§ **What is expected**: Without the pictures, give the entries below again exactly as written.

— begin Excerpted records —

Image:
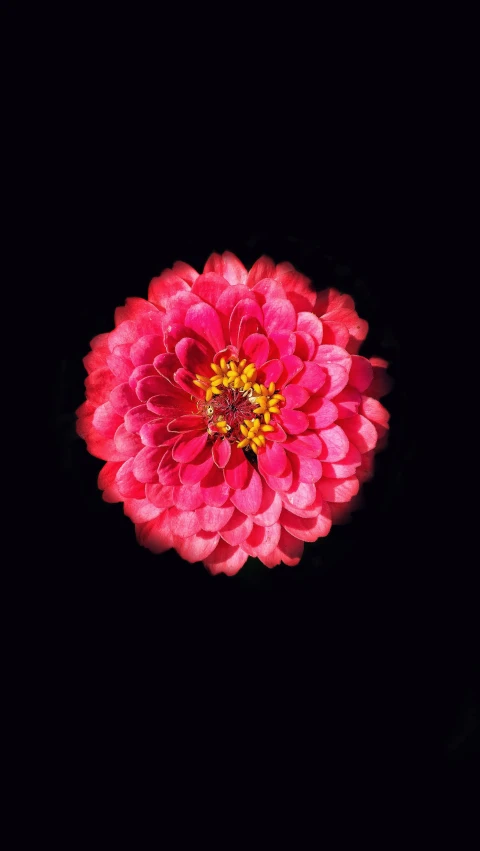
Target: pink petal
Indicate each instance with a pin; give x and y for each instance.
(295, 396)
(361, 432)
(126, 482)
(160, 495)
(198, 468)
(273, 461)
(209, 287)
(270, 371)
(187, 497)
(197, 547)
(312, 377)
(307, 444)
(264, 267)
(347, 402)
(335, 444)
(333, 355)
(225, 559)
(156, 433)
(227, 265)
(213, 518)
(269, 508)
(282, 343)
(221, 451)
(189, 446)
(256, 348)
(361, 373)
(310, 528)
(145, 464)
(321, 412)
(339, 490)
(262, 540)
(204, 319)
(245, 307)
(161, 289)
(335, 333)
(278, 315)
(106, 420)
(310, 324)
(237, 528)
(123, 398)
(291, 367)
(187, 422)
(237, 470)
(336, 380)
(140, 510)
(294, 422)
(268, 288)
(146, 349)
(183, 523)
(194, 356)
(248, 498)
(214, 489)
(168, 470)
(128, 444)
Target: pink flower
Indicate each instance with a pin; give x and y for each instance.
(233, 411)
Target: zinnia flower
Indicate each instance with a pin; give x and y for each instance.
(233, 412)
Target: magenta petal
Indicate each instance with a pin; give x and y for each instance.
(336, 380)
(187, 497)
(245, 308)
(270, 371)
(270, 507)
(256, 348)
(237, 470)
(126, 482)
(168, 470)
(335, 444)
(361, 373)
(214, 488)
(123, 398)
(197, 547)
(226, 559)
(194, 471)
(188, 446)
(187, 422)
(361, 432)
(146, 349)
(310, 324)
(347, 402)
(307, 444)
(237, 528)
(194, 356)
(279, 315)
(321, 412)
(294, 422)
(339, 490)
(221, 451)
(291, 367)
(213, 518)
(262, 540)
(282, 344)
(183, 523)
(145, 464)
(248, 498)
(295, 396)
(137, 417)
(273, 461)
(205, 321)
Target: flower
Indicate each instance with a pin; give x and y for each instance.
(233, 411)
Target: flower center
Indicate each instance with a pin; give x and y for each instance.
(236, 406)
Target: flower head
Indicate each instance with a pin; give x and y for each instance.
(233, 412)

— end Excerpted records —

§ **Answer below**:
Image:
Target: pink petal
Indicate each instance with a pin; give x and y for each instance.
(295, 396)
(361, 432)
(126, 482)
(160, 495)
(198, 468)
(273, 461)
(209, 287)
(270, 371)
(187, 497)
(197, 547)
(312, 377)
(307, 444)
(264, 267)
(347, 402)
(335, 444)
(333, 355)
(225, 559)
(156, 433)
(227, 265)
(213, 518)
(269, 508)
(282, 343)
(221, 451)
(189, 446)
(256, 348)
(361, 373)
(310, 528)
(145, 464)
(321, 412)
(339, 490)
(262, 540)
(204, 319)
(245, 307)
(161, 289)
(335, 333)
(278, 315)
(106, 420)
(310, 324)
(237, 528)
(123, 398)
(291, 367)
(187, 422)
(237, 470)
(336, 380)
(140, 510)
(294, 422)
(268, 288)
(146, 349)
(183, 523)
(194, 356)
(248, 498)
(214, 489)
(168, 470)
(128, 444)
Target: pink flower
Indicate each instance with a pin; give x and y for each instance.
(233, 411)
Target: zinnia flower
Indicate each instance with a pin; give x and y for each instance.
(233, 412)
Target: magenta petal
Indicate each instance with a pin; give x and y for each instance.
(336, 380)
(187, 497)
(245, 308)
(270, 371)
(270, 507)
(256, 348)
(237, 470)
(126, 482)
(168, 470)
(335, 444)
(361, 373)
(214, 488)
(123, 398)
(197, 547)
(226, 559)
(194, 471)
(188, 446)
(187, 422)
(361, 432)
(146, 349)
(310, 324)
(347, 402)
(307, 444)
(237, 528)
(194, 356)
(279, 315)
(321, 412)
(294, 422)
(339, 490)
(221, 451)
(291, 367)
(213, 518)
(262, 540)
(282, 344)
(183, 523)
(145, 464)
(248, 498)
(295, 396)
(137, 417)
(273, 461)
(205, 321)
Target: flower
Indicate each instance with a pin; give x and y for each instance.
(233, 411)
Target: flower center
Indicate each instance with a pin; give x and y for each instance.
(236, 406)
Target: flower head
Indicate each instance with a pin; give x and y for each instance.
(233, 412)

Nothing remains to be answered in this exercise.